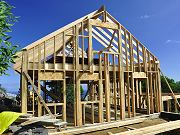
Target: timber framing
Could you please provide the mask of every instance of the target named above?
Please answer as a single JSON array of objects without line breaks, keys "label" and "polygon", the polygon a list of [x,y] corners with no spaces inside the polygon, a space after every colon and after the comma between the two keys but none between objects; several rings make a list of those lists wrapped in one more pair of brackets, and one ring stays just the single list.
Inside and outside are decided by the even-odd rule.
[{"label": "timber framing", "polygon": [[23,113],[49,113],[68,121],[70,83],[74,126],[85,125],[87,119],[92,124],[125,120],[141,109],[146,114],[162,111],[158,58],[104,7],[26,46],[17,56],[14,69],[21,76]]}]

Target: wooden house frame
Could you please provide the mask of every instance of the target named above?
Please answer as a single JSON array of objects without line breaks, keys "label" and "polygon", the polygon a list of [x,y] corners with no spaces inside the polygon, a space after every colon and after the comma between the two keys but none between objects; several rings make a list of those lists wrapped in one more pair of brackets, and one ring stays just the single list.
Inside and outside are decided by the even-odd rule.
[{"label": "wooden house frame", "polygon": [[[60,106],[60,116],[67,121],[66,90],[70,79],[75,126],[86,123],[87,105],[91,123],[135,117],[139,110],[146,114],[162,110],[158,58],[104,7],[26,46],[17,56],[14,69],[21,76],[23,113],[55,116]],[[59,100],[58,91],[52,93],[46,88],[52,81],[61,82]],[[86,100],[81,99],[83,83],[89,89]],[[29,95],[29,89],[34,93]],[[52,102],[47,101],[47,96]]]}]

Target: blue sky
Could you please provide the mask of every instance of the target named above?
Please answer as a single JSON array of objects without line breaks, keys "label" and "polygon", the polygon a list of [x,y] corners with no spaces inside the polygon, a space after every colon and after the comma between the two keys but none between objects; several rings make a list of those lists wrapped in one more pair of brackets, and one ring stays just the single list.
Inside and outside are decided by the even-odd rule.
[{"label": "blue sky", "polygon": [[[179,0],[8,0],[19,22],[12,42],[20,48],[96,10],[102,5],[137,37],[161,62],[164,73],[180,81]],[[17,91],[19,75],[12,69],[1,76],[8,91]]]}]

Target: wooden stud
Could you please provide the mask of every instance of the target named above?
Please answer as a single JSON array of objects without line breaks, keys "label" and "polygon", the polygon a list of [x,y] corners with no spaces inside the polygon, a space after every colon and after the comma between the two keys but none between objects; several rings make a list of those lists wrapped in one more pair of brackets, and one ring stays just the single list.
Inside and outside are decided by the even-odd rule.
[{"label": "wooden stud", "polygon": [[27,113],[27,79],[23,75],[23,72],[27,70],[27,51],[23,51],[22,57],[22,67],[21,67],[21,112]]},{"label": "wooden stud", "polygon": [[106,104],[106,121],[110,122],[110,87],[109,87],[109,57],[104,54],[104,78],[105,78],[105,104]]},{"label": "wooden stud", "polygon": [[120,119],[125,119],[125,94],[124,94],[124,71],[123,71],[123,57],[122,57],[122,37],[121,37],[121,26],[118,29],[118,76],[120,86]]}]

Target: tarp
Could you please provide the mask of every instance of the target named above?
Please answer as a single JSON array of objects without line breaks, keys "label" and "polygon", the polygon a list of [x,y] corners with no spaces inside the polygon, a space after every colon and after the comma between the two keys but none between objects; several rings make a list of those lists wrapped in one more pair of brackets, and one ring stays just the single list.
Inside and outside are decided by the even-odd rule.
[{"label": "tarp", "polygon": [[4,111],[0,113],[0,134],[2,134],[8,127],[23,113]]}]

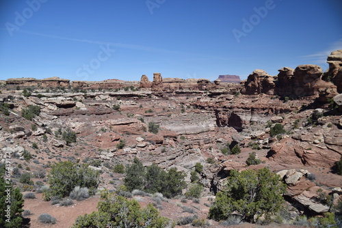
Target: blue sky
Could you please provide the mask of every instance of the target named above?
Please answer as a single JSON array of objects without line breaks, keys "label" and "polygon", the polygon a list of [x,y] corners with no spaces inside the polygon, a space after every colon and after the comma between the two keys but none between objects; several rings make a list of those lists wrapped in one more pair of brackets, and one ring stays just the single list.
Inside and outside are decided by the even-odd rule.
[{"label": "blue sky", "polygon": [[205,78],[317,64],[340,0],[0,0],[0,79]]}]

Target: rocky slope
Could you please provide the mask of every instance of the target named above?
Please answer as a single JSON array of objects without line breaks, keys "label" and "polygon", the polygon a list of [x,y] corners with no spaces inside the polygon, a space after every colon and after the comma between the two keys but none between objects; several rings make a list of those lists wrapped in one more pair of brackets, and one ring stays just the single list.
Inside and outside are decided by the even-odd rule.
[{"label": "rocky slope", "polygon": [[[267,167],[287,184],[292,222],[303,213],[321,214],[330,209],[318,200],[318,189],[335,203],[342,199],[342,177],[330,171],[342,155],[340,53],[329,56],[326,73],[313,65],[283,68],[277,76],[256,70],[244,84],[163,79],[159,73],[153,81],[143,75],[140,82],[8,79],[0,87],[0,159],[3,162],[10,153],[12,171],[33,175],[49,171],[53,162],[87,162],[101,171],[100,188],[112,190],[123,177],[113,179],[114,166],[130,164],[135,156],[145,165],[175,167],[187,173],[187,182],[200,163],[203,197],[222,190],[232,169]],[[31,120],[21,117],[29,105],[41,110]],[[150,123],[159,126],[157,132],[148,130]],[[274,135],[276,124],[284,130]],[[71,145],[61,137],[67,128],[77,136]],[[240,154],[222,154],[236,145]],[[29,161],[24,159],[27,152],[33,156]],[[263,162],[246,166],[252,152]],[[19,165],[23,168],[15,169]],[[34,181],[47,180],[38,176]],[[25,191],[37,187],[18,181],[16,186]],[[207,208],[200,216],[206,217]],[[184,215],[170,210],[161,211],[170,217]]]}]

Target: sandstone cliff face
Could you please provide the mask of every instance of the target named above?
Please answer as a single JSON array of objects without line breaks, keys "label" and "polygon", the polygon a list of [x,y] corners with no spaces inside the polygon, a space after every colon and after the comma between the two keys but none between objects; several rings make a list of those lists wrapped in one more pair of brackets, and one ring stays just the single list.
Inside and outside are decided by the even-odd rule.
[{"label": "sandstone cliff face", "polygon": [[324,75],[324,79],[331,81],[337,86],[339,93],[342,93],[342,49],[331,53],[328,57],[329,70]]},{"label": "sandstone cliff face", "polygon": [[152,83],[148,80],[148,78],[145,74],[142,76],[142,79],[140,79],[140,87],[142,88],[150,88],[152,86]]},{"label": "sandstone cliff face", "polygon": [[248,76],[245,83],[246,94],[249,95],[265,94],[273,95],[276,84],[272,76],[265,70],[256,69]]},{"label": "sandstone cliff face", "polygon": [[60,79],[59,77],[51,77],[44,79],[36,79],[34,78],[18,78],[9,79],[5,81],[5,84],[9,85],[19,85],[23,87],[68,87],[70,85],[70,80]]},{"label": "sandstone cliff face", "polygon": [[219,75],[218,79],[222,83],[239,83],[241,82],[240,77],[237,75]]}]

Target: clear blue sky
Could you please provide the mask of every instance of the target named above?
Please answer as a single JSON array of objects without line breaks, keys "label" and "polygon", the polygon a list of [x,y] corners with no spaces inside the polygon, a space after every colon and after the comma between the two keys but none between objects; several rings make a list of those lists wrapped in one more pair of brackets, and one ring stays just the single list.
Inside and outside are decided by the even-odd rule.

▸ TASK TO CARRY OUT: Starting at the line that has "Target: clear blue sky" and continuing through the last of the lines, write those lines out again with "every instance" replaced by "each instance", leaving everything else untouched.

▸ RESULT:
Target: clear blue sky
Could you please provide the mask of each instance of the target named above?
Please answer as a single JSON array of objects without line breaks, keys "label" and "polygon", the polygon a list of [x,y] corners with no spaces inside the polygon, a space after every colon and after the comma between the two keys but none between objects; several rings make a list of those lists wrapped in one more pair of brackets, and one ring stays just the single list.
Inside and outside are decided by the even-odd rule.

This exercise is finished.